**Recorded information**
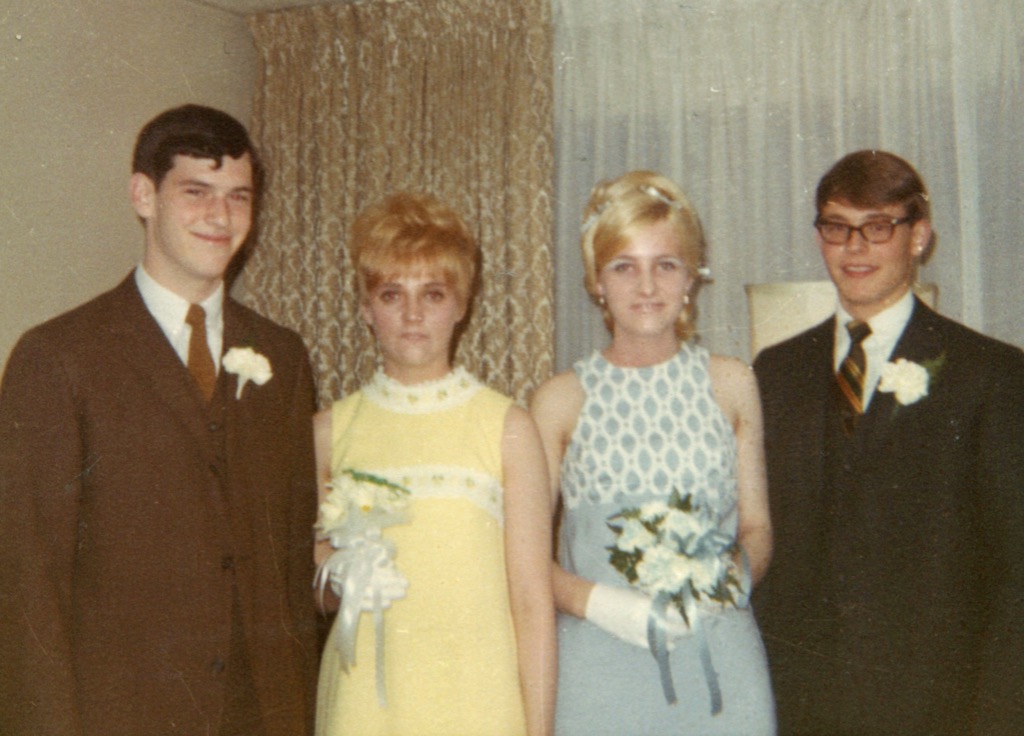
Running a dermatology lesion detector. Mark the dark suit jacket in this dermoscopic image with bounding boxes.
[755,302,1024,736]
[0,276,316,736]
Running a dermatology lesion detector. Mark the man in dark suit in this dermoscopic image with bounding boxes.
[0,105,316,736]
[755,150,1024,736]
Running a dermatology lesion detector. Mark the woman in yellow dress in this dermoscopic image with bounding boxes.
[313,194,557,736]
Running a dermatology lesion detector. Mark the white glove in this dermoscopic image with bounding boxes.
[587,583,690,651]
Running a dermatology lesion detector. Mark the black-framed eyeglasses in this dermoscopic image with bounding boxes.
[814,217,911,246]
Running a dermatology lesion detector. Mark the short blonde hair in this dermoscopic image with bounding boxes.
[348,192,479,308]
[580,170,707,340]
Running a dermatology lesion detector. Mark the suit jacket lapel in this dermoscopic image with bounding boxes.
[857,298,942,451]
[105,275,219,451]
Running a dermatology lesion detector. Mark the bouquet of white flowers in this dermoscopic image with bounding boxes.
[314,468,410,705]
[607,490,750,713]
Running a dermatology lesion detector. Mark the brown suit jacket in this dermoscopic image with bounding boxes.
[0,275,316,736]
[754,302,1024,736]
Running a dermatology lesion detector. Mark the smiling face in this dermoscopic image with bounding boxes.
[131,154,253,303]
[817,202,932,320]
[360,270,466,384]
[597,220,693,345]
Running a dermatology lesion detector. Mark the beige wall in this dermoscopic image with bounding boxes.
[0,0,256,363]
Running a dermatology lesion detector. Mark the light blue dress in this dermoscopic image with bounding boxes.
[556,343,775,736]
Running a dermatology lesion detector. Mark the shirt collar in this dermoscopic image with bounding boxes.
[836,289,913,345]
[135,263,224,336]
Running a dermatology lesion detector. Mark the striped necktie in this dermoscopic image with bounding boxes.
[836,319,871,431]
[185,304,217,401]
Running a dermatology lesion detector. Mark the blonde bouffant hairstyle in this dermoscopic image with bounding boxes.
[580,171,707,341]
[348,192,479,309]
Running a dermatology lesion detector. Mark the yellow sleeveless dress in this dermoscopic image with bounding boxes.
[316,369,526,736]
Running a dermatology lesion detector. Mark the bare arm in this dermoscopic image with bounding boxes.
[502,406,557,736]
[313,407,339,613]
[530,372,594,618]
[710,355,772,585]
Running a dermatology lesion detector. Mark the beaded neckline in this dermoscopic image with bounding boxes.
[362,366,483,414]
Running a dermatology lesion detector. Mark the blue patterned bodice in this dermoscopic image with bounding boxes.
[559,343,737,585]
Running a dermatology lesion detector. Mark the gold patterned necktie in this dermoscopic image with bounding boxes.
[185,304,217,401]
[836,319,871,430]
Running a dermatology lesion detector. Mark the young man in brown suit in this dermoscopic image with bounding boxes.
[0,105,316,736]
[754,150,1024,736]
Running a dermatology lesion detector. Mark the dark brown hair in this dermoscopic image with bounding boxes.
[814,150,931,222]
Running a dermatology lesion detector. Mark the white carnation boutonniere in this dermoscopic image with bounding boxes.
[879,353,946,406]
[222,347,273,399]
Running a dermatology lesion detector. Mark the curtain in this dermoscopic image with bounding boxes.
[243,0,554,404]
[553,0,1024,369]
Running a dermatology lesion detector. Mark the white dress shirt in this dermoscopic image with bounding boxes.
[833,291,913,412]
[135,263,224,372]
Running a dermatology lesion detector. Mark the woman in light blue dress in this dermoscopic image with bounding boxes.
[532,171,775,736]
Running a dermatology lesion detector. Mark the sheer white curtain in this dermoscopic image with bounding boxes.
[553,0,1024,369]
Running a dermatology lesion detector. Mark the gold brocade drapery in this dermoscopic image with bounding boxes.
[245,0,553,405]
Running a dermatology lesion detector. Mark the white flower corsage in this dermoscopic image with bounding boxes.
[222,348,273,399]
[313,468,410,707]
[879,355,945,406]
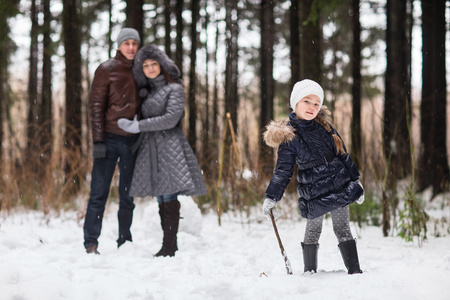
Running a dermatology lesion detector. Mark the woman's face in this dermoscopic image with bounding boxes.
[142,59,161,79]
[295,95,320,120]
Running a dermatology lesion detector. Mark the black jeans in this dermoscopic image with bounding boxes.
[83,133,137,248]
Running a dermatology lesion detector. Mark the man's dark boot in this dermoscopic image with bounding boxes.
[155,201,180,256]
[302,243,319,273]
[86,245,100,254]
[338,240,362,274]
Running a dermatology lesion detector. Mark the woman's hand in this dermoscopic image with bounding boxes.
[117,115,141,133]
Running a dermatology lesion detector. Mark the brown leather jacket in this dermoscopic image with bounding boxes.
[89,51,141,142]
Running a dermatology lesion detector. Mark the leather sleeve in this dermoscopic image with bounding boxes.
[89,65,109,142]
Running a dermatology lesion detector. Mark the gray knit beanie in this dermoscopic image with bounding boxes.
[290,79,323,110]
[117,27,141,47]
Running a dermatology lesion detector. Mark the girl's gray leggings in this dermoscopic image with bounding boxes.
[303,205,353,244]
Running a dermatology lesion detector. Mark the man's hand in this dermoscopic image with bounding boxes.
[117,115,141,133]
[92,142,106,158]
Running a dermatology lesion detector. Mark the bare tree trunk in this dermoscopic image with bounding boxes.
[351,0,362,167]
[300,0,323,83]
[383,0,411,180]
[187,0,200,153]
[225,0,239,131]
[0,0,19,163]
[39,0,53,163]
[200,0,213,174]
[289,0,300,89]
[63,0,82,193]
[258,0,275,177]
[175,0,184,76]
[106,0,113,58]
[383,0,411,236]
[26,0,39,164]
[164,0,172,57]
[125,0,144,41]
[418,0,449,196]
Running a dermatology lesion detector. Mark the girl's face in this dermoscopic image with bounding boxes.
[295,95,320,120]
[142,59,161,79]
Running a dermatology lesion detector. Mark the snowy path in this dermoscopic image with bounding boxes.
[0,198,450,300]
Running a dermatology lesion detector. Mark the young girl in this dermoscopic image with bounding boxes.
[118,45,206,256]
[263,79,364,274]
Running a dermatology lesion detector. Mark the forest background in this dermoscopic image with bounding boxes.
[0,0,450,240]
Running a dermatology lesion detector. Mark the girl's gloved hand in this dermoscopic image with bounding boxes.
[263,198,278,220]
[356,179,365,204]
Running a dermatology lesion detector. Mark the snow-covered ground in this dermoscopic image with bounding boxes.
[0,197,450,300]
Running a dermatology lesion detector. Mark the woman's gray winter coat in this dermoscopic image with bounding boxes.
[130,46,206,197]
[264,109,364,219]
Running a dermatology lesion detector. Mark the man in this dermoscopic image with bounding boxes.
[84,28,141,254]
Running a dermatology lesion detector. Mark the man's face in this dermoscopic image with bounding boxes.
[119,39,139,60]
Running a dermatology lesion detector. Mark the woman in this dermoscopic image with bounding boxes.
[263,79,364,274]
[118,45,206,256]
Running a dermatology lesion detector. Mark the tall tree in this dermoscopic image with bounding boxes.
[200,0,213,174]
[383,0,411,179]
[175,0,184,75]
[125,0,144,40]
[289,0,301,89]
[38,0,53,162]
[258,0,275,176]
[383,0,411,236]
[62,0,82,192]
[351,0,361,167]
[418,0,449,196]
[164,0,172,57]
[26,0,39,164]
[225,0,239,131]
[188,0,200,148]
[0,0,19,161]
[300,0,322,83]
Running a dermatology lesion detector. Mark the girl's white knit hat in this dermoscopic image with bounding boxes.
[290,79,323,111]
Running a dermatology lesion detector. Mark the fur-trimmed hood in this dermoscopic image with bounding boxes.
[133,45,181,89]
[263,105,331,148]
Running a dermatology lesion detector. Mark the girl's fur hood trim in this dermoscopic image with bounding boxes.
[263,105,331,148]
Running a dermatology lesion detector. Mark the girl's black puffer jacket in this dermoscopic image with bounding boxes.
[265,113,364,219]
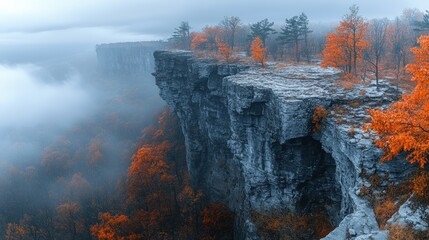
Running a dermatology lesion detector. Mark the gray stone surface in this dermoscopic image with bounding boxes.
[154,51,408,239]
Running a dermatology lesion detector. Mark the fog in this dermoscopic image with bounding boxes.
[0,0,427,239]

**What to work on**
Quote word for word the stretch from the line containing "Running a dermatology lesion detector. Mark the gray knit" through the line containing "[117,27,141,47]", including both of those lines.

**Solution to the problem**
Running a dermatology lesion detector. Mark the gray knit beanie in this dermoscopic image with bounding boxes.
[290,79,323,110]
[117,27,141,47]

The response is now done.